Set exercise A:
According to the list of Pandas string methods, what does Series.str.wrap do?

Supplied passage:

***

Great that worked! There are so many string operations you can use in Pandas. Here's a full list of all the string methods available in Pandas that I pulled from the documentation:

Method Description
Series.str.cat Concatenate strings
Series.str.split Split strings on delimiter
Series.str.rsplit Split strings on delimiter working from the end of the string
Series.str.get Index into each element (retrieve i-th element)
Series.str.join Join strings in each element of the Series with passed separator
Series.str.get_dummies Split strings on the delimiter returning DataFrame of dummy variables
Series.str.contains Return boolean array if each string contains pattern/regex
Series.str.replace Replace occurrences of pattern/regex/string with some other string or the return value of a callable given the occurrence
Series.str.repeat Duplicate values (s.str.repeat(3) equivalent to x * 3)
Series.str.pad "Add whitespace to left, right, or both sides of strings"
Series.str.center Equivalent to str.center
Series.str.ljust Equivalent to str.ljust
Series.str.rjust Equivalent to str.rjust
Series.str.zfill Equivalent to str.zfill
Series.str.wrap Split long strings into lines with length less than a given width
Series.str.slice Slice each string in the Series
Series.str.slice_replace Replace slice in each string with passed value
Series.str.count Count occurrences of pattern
Series.str.startswith Equivalent to str.startswith(pat) for each element
Series.str.endswith Equivalent to str.endswith(pat) for each element
Series.str.findall Compute list of all occurrences of pattern/regex for each string
Series.str.match "Call re.match on each element, returning matched groups as list"

***

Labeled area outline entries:
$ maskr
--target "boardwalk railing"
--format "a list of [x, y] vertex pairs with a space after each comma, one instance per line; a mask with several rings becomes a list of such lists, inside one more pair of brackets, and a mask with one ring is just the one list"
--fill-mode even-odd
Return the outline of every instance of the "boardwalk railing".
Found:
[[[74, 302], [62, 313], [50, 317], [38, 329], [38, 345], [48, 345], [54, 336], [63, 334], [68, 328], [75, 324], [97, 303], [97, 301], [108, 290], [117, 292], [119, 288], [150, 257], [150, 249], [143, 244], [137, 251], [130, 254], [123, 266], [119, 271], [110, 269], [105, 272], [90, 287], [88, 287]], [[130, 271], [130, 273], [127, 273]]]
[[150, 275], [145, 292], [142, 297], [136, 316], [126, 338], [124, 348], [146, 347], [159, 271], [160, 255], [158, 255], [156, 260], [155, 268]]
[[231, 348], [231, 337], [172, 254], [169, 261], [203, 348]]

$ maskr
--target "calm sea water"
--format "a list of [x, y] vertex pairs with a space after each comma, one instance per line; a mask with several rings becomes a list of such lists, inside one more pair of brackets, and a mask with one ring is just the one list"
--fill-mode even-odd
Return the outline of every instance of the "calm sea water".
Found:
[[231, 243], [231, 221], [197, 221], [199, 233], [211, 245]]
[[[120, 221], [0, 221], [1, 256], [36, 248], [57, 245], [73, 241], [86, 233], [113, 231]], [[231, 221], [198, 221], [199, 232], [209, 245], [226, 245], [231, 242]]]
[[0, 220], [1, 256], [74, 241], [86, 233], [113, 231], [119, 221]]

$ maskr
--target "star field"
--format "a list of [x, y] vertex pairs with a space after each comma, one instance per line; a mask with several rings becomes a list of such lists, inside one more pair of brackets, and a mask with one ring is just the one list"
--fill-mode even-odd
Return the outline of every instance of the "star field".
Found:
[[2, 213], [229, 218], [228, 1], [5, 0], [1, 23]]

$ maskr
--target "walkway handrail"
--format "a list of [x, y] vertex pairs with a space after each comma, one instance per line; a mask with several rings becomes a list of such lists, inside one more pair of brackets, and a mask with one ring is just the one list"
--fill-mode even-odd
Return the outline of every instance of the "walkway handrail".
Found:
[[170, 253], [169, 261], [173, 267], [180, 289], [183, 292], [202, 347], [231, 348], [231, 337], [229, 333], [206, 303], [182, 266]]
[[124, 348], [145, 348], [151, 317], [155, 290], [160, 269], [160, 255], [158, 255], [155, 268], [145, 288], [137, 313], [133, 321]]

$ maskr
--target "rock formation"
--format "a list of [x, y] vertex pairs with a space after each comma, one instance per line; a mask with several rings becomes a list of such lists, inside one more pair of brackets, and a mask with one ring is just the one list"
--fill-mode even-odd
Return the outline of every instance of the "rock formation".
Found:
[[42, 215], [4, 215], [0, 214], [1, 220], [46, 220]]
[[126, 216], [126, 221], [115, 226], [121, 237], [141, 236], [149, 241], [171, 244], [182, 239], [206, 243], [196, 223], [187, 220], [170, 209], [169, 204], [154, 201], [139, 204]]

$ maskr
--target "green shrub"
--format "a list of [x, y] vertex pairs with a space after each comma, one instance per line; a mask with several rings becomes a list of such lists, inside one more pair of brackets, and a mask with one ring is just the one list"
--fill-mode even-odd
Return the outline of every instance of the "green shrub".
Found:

***

Set exercise B:
List every line of the entries that contains the string "star", treating case as significant.

Response A:
It splits long strings into lines with length less than a given width.

Response B:
--target "star field"
Return the outline of every instance of the "star field".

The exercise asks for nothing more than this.